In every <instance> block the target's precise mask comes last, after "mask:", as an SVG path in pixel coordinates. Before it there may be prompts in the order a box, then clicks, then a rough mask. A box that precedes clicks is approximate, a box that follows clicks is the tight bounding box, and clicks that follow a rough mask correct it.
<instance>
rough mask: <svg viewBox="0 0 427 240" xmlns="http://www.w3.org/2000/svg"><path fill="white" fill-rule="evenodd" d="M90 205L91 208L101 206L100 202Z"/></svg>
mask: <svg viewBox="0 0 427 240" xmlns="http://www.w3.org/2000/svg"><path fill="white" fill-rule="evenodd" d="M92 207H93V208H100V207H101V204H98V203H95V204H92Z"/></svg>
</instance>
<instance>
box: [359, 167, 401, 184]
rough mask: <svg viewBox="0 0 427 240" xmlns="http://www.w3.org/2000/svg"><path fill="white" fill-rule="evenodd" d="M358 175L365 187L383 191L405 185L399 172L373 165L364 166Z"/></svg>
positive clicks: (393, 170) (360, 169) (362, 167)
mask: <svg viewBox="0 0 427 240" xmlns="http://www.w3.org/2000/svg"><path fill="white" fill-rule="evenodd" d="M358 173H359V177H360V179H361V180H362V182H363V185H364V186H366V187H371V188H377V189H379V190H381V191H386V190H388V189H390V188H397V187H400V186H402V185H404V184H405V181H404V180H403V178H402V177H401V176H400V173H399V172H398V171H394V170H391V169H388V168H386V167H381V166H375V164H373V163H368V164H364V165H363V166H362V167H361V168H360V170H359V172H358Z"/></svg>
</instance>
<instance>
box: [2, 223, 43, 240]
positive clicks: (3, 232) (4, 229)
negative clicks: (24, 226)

##############################

▶ **Task prompt**:
The data must be printed verbatim, line by line.

▶ **Exercise output**:
In every <instance> block the target's precise mask comes last, after "mask:", as an SVG path in pixel coordinates. Before it there may be prompts in the order a box, then clicks, then a rough mask. A box that precedes clicks is approximate, a box that follows clicks is the tight bounding box, and clicks that follow a rough mask correct it.
<instance>
rough mask: <svg viewBox="0 0 427 240" xmlns="http://www.w3.org/2000/svg"><path fill="white" fill-rule="evenodd" d="M90 205L91 208L101 206L100 202Z"/></svg>
mask: <svg viewBox="0 0 427 240" xmlns="http://www.w3.org/2000/svg"><path fill="white" fill-rule="evenodd" d="M92 207H93V208H100V207H101V204H98V203H95V204H92Z"/></svg>
</instance>
<instance>
box: [359, 167, 401, 184]
rough mask: <svg viewBox="0 0 427 240" xmlns="http://www.w3.org/2000/svg"><path fill="white" fill-rule="evenodd" d="M358 175L365 187L383 191L405 185L399 172L373 165L364 166Z"/></svg>
positive clicks: (393, 170) (360, 169) (362, 167)
mask: <svg viewBox="0 0 427 240" xmlns="http://www.w3.org/2000/svg"><path fill="white" fill-rule="evenodd" d="M358 173H359V177H360V179H361V180H362V182H363V185H364V186H366V187H371V188H377V189H379V190H381V191H386V190H388V189H390V188H397V187H400V186H402V185H404V184H405V181H404V180H403V178H402V177H401V176H400V173H399V172H398V171H394V170H391V169H388V168H386V167H381V166H375V164H373V163H368V164H364V165H363V166H362V167H361V168H360V170H359V172H358Z"/></svg>
</instance>
<instance>
box: [2, 223, 43, 240]
positive clicks: (3, 232) (4, 229)
negative clicks: (24, 226)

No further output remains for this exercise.